Records from a pointing dataset

—————

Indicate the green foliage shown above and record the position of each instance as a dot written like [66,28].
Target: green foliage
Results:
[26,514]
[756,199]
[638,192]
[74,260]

—————

▶ **TASK STATEMENT**
Put the lines above into a JSON list of strings, one string per line, leaving out any blank lines.

▶ **ANSWER TO THE TASK**
[
  "Indicate the green foliage shown above and record the position of each instance as a dot written like [66,28].",
  "Target: green foliage",
  "Results:",
  "[26,514]",
  "[756,199]",
  "[638,192]",
  "[74,260]"
]